# DATASET CONTENT
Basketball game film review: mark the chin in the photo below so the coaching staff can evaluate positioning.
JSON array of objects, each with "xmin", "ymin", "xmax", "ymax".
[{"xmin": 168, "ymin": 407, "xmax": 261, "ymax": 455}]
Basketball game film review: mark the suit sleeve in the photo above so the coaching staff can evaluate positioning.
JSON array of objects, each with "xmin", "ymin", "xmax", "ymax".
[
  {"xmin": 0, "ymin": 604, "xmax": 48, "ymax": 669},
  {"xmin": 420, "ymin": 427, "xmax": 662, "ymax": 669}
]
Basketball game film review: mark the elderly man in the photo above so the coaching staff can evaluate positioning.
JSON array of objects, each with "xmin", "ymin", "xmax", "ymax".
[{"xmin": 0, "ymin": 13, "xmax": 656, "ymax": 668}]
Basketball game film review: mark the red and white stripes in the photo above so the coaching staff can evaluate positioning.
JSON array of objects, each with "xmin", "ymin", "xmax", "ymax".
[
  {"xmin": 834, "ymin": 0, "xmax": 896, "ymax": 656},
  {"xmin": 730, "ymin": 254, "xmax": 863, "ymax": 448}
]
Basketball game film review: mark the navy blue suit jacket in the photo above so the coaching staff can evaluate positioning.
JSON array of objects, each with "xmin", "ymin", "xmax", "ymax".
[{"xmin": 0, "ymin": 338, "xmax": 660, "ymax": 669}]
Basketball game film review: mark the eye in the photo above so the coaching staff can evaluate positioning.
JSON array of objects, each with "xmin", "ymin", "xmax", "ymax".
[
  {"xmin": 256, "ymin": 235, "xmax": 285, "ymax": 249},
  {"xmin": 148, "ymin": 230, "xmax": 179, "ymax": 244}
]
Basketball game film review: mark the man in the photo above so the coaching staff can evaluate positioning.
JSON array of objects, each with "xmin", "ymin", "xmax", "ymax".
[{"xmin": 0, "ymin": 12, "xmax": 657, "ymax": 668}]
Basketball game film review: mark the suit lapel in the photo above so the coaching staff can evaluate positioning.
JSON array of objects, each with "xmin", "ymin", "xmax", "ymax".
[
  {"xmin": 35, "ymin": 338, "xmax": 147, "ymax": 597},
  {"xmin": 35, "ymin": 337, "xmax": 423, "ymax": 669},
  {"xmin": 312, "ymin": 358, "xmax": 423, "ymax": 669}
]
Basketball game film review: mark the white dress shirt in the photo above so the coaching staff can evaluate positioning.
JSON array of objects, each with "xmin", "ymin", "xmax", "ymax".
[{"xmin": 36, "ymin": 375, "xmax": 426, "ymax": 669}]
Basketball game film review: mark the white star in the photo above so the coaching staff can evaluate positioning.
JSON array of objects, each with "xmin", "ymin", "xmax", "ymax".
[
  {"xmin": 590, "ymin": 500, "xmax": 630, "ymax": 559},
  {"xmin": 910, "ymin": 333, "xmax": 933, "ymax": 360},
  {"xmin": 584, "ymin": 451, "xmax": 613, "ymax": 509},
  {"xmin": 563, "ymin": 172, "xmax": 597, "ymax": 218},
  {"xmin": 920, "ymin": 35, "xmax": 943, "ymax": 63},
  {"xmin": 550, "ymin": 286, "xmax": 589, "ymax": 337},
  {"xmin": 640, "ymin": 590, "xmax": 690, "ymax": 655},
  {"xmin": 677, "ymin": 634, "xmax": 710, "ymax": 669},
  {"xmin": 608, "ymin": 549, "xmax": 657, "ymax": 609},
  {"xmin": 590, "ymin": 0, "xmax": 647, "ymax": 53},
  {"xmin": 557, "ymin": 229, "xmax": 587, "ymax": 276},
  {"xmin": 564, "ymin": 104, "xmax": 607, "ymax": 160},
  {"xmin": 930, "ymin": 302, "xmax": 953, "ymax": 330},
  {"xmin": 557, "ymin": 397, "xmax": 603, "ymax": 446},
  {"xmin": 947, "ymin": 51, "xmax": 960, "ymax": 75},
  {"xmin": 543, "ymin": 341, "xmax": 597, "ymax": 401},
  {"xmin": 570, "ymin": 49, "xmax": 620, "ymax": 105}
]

...

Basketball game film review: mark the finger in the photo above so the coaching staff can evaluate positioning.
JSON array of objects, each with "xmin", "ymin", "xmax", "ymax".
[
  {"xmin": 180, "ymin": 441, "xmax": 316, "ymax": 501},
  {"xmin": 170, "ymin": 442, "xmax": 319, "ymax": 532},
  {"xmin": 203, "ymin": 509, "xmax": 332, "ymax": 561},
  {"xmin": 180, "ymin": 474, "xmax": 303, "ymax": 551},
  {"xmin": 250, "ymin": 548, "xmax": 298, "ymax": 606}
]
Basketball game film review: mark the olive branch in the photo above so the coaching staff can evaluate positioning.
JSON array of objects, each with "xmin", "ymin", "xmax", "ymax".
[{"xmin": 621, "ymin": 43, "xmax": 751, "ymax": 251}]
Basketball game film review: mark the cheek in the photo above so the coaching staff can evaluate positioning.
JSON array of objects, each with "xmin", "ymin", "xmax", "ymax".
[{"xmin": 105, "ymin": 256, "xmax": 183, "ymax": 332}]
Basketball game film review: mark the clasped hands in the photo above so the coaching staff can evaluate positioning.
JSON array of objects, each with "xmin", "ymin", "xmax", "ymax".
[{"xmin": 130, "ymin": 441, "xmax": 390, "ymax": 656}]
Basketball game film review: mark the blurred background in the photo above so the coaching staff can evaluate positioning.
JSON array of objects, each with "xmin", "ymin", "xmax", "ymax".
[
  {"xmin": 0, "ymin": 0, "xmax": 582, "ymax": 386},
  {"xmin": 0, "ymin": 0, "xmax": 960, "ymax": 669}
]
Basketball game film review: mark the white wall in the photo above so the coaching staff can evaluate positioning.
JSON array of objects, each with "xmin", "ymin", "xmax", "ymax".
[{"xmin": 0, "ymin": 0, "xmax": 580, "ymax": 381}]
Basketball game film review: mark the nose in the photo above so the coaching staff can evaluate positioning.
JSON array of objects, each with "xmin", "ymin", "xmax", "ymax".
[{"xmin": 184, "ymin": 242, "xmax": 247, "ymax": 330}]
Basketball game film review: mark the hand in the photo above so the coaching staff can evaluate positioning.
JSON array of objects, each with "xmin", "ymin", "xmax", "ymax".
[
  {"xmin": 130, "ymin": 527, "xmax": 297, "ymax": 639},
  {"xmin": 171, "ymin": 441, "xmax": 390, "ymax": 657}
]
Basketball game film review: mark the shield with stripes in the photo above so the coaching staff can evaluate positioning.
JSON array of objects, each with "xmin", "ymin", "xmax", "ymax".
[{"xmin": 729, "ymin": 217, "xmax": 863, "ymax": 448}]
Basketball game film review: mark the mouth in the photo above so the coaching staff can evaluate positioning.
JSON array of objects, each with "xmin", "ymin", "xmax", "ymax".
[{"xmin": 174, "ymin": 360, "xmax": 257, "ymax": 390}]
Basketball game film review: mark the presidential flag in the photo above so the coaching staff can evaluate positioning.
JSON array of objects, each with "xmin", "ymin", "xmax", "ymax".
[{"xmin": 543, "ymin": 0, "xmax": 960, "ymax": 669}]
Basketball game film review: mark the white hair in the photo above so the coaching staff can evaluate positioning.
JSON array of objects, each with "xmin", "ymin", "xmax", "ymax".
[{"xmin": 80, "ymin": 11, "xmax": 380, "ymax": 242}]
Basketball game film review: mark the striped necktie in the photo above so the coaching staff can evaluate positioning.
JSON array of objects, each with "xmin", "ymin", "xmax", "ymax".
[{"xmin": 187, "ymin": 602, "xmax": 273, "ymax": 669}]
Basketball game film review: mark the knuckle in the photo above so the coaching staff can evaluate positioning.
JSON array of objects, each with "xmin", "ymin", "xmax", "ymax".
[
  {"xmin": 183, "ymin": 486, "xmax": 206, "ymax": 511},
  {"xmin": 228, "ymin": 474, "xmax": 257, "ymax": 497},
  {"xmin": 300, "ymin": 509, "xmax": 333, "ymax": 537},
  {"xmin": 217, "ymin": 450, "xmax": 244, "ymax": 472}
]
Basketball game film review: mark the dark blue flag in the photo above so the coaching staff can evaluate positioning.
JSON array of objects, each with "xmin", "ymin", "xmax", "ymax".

# EXERCISE PROMPT
How many lines in the rows above contain the string "flag", with case taken into account? Give only the number.

# RESPONSE
2